> _Work to complete_
Type out the data below in its entirety, exactly as given.

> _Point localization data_
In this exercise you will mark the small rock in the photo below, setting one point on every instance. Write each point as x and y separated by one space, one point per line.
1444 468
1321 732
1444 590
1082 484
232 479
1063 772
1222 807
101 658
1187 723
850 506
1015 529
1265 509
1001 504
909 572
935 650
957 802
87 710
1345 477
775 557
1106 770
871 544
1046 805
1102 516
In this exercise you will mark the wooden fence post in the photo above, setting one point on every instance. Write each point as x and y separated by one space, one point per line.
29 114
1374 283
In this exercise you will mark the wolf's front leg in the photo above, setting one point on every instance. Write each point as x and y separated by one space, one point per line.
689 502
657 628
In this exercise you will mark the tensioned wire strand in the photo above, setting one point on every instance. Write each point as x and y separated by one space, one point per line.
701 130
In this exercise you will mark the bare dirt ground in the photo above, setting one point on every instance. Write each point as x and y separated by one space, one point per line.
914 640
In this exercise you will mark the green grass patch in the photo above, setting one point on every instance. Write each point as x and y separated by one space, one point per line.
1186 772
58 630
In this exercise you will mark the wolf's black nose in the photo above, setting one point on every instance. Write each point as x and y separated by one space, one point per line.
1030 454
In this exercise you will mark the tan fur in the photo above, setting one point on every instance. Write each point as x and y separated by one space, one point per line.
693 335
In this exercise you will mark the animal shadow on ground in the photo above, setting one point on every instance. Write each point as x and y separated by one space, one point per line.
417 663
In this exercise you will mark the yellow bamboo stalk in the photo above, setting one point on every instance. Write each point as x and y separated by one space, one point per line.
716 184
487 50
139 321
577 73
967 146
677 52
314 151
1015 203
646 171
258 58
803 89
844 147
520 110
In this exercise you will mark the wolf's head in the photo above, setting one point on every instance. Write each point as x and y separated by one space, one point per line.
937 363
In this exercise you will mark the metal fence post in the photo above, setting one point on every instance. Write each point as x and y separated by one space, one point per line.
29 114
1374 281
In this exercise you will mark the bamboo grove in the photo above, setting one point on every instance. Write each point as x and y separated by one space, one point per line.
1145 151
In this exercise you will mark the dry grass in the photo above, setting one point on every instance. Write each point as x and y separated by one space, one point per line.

> _Written solution_
In this exercise you will mark the small rock in the photo below, setting one point on every instance. Write each point as x and y separated by one space, one point per line.
1444 468
1321 732
1444 590
1082 484
232 479
1063 772
1222 807
101 658
1187 723
850 506
1015 529
1265 509
1001 504
909 572
935 650
957 802
87 710
1345 477
775 557
1106 770
871 544
1046 805
1102 516
In this exercise you will mark the wooden fence post in the photo above, setting one point on every instance. Write each point as x and y separated by one space, one point per line.
29 114
1374 283
In this exercise you will mark the wolf's front leg in the photo above, setting one point on every instance. Write each point as x and y separated by one space, one point per line.
689 502
657 628
In this exercise you will mark the tensioned wire strand in the photo above, setting one point on every instance. Write each point as x and y separated by one space, one point per line.
701 130
In this exercise you will mark the bare dirt ground in the photo above, setting one point on every instance. Write each point as x and y separated by one space, one point per line.
914 640
In this exercise you will mark the green grass patch in the photo above, setting one point on every instance. Write each point as x and y separated by one space, one point per line.
1186 772
58 630
In this exercise you will mark the wolf's black nose in the photo above, setting one point on every instance. Write each point as x and y separated by one space, one point per line.
1030 454
In this exercise you will mark the tan fur in the photo above, setting one point on every instance. Write each point as x and y separated by one space, one point per line.
693 335
In this exercise you will mark the animal shadow on ground in the photo above, setting one point on every instance. Write each point as x and y separated by one space, one point per line.
417 663
In this exercise you will mark the yellow bamboo stalk in the photo above, setting one point on every instance. Write each point as x and y separated by one space, one point per line.
716 184
487 50
139 321
577 73
967 146
677 52
314 151
1015 203
646 171
258 58
803 89
844 147
520 110
In this exercise you will mark the wolf's head in the photo above, setting one point on every instance. Write each point as x and y separated by one space, one point per line.
937 363
In this exercise you will mark the metal fence post in the photo above, setting one point on every instance. Write each point as x and y separated by one space, one point per line.
29 114
1374 281
In this exercise you will mark the bamboo grove in the photo above, setting one point on every instance. Write each point as x and y separated by one space, one point per line.
1145 151
In this exercise you will mark the dry grass in the photo above, setting one point on every instance. Write each point as x and y separated by one space, one point per line.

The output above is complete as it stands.